What follows is a set of entries. Repeat them exactly, but not their pictures.

################

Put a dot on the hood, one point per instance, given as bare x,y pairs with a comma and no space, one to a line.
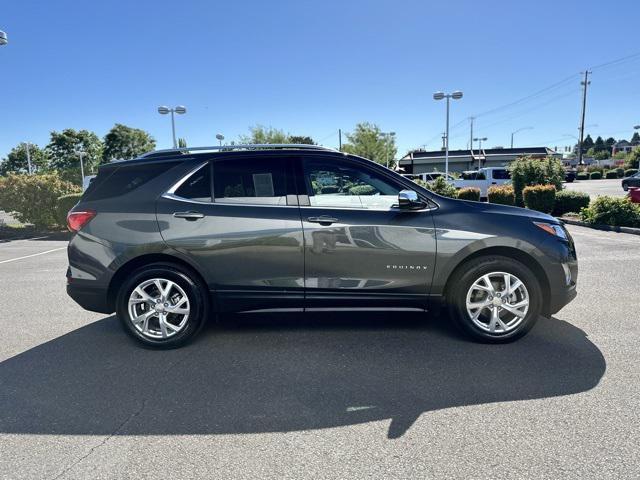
495,208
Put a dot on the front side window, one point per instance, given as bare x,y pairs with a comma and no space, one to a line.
339,184
261,181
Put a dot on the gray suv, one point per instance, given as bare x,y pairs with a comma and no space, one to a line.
174,237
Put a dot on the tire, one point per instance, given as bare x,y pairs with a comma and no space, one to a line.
178,327
467,284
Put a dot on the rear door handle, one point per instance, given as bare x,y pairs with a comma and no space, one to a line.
191,216
322,220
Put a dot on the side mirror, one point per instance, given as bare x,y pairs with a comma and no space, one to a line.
408,199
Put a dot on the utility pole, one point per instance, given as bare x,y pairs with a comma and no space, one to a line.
26,146
471,119
585,83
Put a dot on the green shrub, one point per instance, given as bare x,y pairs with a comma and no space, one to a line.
501,194
540,197
528,171
469,193
33,198
612,211
633,159
442,187
570,201
64,204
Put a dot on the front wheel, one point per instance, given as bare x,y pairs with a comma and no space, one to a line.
162,306
495,299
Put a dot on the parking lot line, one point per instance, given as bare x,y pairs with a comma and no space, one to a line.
32,255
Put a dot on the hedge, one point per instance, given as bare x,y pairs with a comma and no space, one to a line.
570,201
469,193
503,195
442,187
64,204
540,197
33,198
534,171
612,211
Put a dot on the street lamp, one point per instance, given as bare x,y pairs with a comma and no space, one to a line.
388,136
179,110
480,140
456,95
519,130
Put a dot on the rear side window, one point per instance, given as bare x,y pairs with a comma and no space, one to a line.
261,181
126,179
198,186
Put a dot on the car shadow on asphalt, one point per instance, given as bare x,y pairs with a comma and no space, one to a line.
267,373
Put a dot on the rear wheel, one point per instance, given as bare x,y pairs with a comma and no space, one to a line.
162,305
495,299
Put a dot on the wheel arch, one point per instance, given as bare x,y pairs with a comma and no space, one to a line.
523,257
127,268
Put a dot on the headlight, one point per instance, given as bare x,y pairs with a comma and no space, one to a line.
554,229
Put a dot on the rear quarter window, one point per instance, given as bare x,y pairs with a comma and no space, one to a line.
125,180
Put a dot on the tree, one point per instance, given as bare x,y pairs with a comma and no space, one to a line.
367,141
261,134
301,140
123,143
64,146
16,160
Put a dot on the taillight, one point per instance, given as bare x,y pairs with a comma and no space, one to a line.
77,220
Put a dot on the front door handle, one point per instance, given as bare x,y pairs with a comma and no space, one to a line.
191,216
322,220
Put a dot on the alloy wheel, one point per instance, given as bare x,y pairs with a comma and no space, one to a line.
158,308
497,302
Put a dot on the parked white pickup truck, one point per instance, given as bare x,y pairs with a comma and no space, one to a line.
483,179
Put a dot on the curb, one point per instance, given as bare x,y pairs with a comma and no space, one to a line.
606,228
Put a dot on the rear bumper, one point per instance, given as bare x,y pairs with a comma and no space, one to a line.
89,298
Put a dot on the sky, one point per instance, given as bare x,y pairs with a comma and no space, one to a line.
313,67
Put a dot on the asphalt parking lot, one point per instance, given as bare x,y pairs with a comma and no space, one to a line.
368,396
596,188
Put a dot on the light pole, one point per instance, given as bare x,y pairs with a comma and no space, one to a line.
519,130
179,110
29,167
480,140
387,136
456,95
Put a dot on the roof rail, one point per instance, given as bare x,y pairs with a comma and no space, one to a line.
248,146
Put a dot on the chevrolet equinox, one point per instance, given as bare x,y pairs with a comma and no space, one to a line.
173,237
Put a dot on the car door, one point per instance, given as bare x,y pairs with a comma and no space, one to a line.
236,218
361,250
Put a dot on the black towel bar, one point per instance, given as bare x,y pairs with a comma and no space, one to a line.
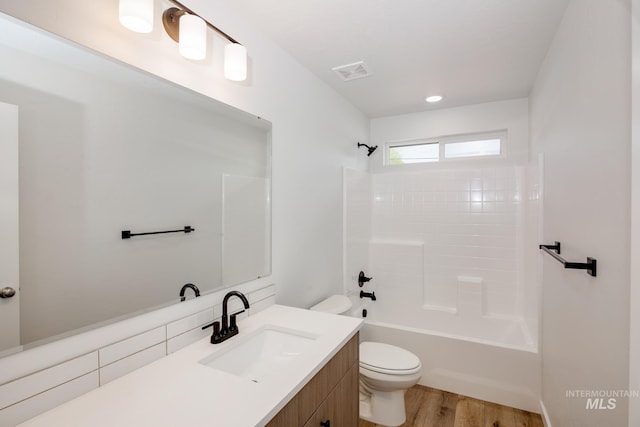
127,234
590,265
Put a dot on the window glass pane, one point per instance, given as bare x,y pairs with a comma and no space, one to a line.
484,147
416,153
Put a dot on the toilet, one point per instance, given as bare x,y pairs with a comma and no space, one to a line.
386,372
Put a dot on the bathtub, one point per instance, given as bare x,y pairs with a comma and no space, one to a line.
488,358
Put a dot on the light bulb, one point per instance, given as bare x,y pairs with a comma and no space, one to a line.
193,37
137,15
235,62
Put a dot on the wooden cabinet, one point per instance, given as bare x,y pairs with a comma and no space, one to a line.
331,395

################

The reply -
Put a dot on the hood, one point per instance, given as bare x,y pairs with a comma and no space, one to a line.
495,208
Put a dot on the front side window, one point per instance, given as bare x,y pairs with a comma and no space, one to a line.
339,184
261,181
Put a dot on the gray suv, one point per instance, given as bare x,y pairs with a comma and no space, one to a line.
174,237
Put a dot on the tire, one point per instance, given as bare x,y pairs with a comma and no space, one to a line.
178,327
467,284
Put a dot on the rear door handle, one point per instance, given as bare x,y pairs with a comma and no space, one to a line.
191,216
322,220
Put a dot on the side mirror, one point per instance, given as bare x,y pairs with a comma and no space, one to a line.
408,199
Put a dot on the utility pole, one point per instance, given as bare x,y pairs with a comma and no space, one to a line.
26,146
471,119
585,83
Put a dot on the green shrub, one point per instance, given as bare x,y pairs with a comma and no space, one to a line.
501,194
540,197
528,171
469,193
33,198
612,211
633,159
442,187
570,201
64,204
Put a dot on the front wheel, one point per instance, given as bare x,y pairs with a comma and no space, one to a line.
162,306
495,299
Put a dot on the parking lot line, one point per instance, given as bare x,y pairs with a comma and no space, one to a line.
32,255
Put a dot on the hedge, one point per instance, given as bare x,y pairs with a comma and no space, one to a line.
570,201
469,193
503,195
442,187
64,204
540,197
33,198
534,171
612,211
Put a dot on the street lamp, one point per instance, given as bare x,y pairs with a comma and no space, one to a line.
388,136
179,110
480,140
456,95
519,130
Put a dot on the rear side window, one point per instance, given as bare x,y pairs with a comma and no space, one to a line.
261,181
126,179
198,186
Put a dot on the car shadow on asphalt, one point per instance, given as bare x,y pairs with a comma and no space, one to a line.
267,373
Put a dot on the rear wheel, one point per instance, given as bare x,y pairs with a comma and no space, one to a line.
162,305
495,299
Put a dot on the wheel arch, one point per instance, given as bare x,y pairs with a comma and no space, one to a line.
523,257
127,268
Put a dot on the headlight, one point per instance, given as bare x,y pairs with a comma and no space, one to a line.
554,229
Put a dot on the rear quarter window, one point per instance, given as bare x,y pairs with a comma and no space, one to a line.
125,180
Put a dot on the tree, one point per instance, given as bare x,y pairs with a comma and no space, one to a line.
367,141
261,134
301,140
123,143
64,146
16,160
Put a dot on the taillight, one point per instance, given as bare x,y pairs with a comma and no space, one to a line.
77,220
Put a dot on the front door handle, one point per instance, given as bare x,y pairs with a comma and no space, one to a line.
191,216
322,220
Put a dot on the alloy wheel, one point per instance, given as bare x,y pairs with a comma and no space, one to a line.
158,308
497,302
Put a dot on the parked white pickup truck, one point per instance, given as bare x,y pairs with a comma and no space, one to a line.
483,179
Put a dot on the curb, one point per instance, given as bare x,y pairs with a comma and no space, one to a line.
606,228
Put a dot on the rear bumper, one point per instance, given as bare x,y pairs with a comma and no space, one to a line.
89,298
Put a dot on the sky, one point per instance, given as bare x,y pairs with a comma and no space, one to a line.
313,67
Put a dot on the asphalt parking lot, one point per instance, given as bare x,y pairs with a comma and no space, one to a line.
368,396
596,188
Put a dot on the light pole, one point per instance, given as bare x,y pairs with a comma and no space, one to a line.
519,130
179,110
29,167
480,140
387,136
456,95
Put a dot on the roof rail, one point per instance, given as bare x,y pairs with a comma and no space, one to a line.
248,146
Put a dot on the chevrolet equinox, one point per instance, given as bare x,y pairs with a comma and no space, one to a line.
173,237
Put a dot on the car door, one point per instance, given as bare x,y pairs with a comma and no space, one to a line.
236,218
361,250
Put a dot on the black towel bar, one point per instance, given as bare x,y pairs with a comma and no space, one to a line.
127,234
590,265
Put a dot on the window glass pane, one point per instance, given as bare x,y pairs with a comma and no space, one to a line.
484,147
416,153
Put a dot on the toilet, one point per instance, given as bare x,y pairs with a comma and no space, one to a line.
386,372
Put a dot on the bathtub, one point per instance, given as bare x,y pairs with a comma and no space, one to a line.
488,358
Put a dot on the light bulb, one point per instance, given as bare x,y pairs with a comma and no space, one to a line.
193,37
137,15
235,62
Put a dot on the wooden cabinet, one point per instance, given as bare x,y pairs with a comma and no space, one to a line.
331,395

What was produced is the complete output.